Extracted entries below:

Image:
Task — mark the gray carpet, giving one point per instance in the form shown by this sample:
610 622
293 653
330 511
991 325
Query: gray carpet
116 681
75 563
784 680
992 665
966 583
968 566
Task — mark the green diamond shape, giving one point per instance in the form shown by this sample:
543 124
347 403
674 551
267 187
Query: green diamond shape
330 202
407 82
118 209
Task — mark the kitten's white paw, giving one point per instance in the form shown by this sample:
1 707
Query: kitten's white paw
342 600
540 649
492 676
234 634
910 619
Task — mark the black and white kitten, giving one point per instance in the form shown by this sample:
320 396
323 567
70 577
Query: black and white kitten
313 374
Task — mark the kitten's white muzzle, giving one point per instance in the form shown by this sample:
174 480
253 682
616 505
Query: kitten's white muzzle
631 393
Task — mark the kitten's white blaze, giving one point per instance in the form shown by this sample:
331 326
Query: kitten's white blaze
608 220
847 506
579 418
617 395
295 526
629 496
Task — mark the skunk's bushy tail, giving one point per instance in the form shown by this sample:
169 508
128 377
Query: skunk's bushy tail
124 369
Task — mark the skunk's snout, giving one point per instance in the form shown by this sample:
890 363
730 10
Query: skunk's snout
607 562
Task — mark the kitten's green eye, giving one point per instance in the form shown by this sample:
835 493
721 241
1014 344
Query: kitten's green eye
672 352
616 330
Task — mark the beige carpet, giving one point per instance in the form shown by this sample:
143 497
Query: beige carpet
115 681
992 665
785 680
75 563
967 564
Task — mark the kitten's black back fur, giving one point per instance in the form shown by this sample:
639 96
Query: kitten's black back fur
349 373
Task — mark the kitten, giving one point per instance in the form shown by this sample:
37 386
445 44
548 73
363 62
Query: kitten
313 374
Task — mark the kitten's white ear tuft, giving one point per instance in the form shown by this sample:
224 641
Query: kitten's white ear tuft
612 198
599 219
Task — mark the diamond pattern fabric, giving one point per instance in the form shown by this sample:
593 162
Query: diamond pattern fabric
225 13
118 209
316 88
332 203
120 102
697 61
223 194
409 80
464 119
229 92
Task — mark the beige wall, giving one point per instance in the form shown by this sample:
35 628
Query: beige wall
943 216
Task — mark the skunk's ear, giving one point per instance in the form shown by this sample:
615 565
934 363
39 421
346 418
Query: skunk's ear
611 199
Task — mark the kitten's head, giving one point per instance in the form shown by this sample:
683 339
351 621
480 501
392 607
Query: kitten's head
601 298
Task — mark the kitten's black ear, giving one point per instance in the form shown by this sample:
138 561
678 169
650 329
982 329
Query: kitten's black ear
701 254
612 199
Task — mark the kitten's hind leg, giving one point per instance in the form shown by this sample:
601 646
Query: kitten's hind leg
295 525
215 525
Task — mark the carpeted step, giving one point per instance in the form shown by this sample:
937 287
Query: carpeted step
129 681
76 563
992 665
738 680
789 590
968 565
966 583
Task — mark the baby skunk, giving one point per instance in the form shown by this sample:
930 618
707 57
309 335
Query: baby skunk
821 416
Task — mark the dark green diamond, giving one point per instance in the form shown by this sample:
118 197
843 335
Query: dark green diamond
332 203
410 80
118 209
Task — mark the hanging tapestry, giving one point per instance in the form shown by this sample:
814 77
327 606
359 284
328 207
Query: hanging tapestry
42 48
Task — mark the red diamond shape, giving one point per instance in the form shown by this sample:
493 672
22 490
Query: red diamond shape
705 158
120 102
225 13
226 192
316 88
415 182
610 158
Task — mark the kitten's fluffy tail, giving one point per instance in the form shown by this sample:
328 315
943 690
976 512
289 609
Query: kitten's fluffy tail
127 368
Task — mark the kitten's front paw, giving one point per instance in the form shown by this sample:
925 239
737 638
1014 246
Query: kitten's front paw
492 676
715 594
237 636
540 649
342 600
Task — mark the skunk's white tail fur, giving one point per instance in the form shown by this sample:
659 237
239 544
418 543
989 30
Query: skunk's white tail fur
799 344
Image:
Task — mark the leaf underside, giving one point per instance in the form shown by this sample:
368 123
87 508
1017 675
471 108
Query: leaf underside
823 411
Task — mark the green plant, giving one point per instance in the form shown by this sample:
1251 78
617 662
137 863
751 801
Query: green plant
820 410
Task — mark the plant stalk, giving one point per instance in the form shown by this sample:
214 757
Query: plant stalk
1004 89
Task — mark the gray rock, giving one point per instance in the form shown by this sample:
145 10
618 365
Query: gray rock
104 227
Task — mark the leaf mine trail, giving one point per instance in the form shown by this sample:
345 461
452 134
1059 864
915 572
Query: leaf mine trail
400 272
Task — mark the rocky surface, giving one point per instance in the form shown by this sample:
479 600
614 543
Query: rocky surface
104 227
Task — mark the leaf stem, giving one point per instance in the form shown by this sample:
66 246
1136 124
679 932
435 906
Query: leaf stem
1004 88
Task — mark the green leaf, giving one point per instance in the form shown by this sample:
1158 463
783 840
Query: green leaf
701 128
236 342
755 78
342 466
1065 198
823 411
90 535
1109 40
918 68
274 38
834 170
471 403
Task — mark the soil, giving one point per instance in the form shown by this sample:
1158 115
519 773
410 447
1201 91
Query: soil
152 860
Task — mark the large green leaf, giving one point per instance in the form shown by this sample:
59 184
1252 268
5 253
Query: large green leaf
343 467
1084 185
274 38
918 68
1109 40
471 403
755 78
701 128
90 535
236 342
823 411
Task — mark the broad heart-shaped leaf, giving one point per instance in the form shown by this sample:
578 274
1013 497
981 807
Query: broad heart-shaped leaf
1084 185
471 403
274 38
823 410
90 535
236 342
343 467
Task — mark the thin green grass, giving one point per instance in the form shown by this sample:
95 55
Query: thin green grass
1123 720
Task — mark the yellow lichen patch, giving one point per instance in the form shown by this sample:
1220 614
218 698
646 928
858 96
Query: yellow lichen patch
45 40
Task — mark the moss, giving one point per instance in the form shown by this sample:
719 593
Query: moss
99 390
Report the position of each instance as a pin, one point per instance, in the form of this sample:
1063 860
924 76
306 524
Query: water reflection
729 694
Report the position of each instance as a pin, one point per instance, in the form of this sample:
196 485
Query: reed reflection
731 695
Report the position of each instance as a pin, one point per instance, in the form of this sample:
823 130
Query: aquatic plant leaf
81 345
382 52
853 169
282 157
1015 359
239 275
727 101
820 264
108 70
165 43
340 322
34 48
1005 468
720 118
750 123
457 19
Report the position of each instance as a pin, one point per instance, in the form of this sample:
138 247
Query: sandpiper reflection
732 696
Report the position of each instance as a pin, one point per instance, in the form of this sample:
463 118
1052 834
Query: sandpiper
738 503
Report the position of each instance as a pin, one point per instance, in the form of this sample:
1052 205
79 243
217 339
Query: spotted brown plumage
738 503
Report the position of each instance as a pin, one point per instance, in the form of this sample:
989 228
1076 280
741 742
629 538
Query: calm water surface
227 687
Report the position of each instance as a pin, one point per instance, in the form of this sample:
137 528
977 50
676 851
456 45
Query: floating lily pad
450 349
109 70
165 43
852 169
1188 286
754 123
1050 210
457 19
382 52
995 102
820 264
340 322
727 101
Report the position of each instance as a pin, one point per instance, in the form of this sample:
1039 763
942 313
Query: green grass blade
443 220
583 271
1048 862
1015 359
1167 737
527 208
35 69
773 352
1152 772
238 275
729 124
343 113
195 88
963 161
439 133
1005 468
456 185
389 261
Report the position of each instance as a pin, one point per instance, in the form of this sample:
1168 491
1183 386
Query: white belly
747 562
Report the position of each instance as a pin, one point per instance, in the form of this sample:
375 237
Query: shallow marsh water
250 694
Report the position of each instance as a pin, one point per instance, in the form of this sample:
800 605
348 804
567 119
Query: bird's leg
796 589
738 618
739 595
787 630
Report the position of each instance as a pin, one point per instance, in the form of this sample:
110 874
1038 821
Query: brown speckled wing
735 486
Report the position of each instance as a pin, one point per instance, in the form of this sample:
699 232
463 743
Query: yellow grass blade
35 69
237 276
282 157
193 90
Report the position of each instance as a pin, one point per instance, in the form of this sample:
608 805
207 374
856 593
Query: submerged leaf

End of Extracted entries.

_Task instructions_: What you retype should run from the first line of the entries above through the line containing "Task — mark the skunk's snout, giving", exactly and in full.

_Response for this exercise_:
Image:
Task — mark the gray carpet, giving one point per instance in the form shown by this sample:
610 622
293 653
330 511
991 325
Query: gray carpet
116 681
75 563
784 680
992 665
966 583
968 566
Task — mark the green diamond shape, giving one point per instance in the form shown by this sample:
543 124
347 403
674 551
267 187
Query: green diamond shape
330 202
407 82
118 209
Task — mark the kitten's white paw, giving one point per instance in the form shown by this sample:
1 707
Query: kitten's white paw
342 600
540 649
492 676
234 634
910 619
Task — mark the black and white kitten, giving one point per instance in the form shown by this sample:
320 396
323 567
70 577
Query: black and white kitten
313 374
Task — mark the kitten's white muzzle, giving one point per instance in the form shown by this sample:
174 480
253 682
616 505
Query: kitten's white muzzle
631 393
Task — mark the kitten's white blaze, giving one point per instance in the form shown by this sample:
331 326
Query: kitten's white blaze
608 220
847 506
579 418
617 395
295 526
629 496
Task — mark the skunk's bushy tail, giving one point per instance in the form shown by this sample:
169 508
128 377
Query: skunk's bushy tail
124 369
Task — mark the skunk's snout, giving one point per instance in the form shown by this sample:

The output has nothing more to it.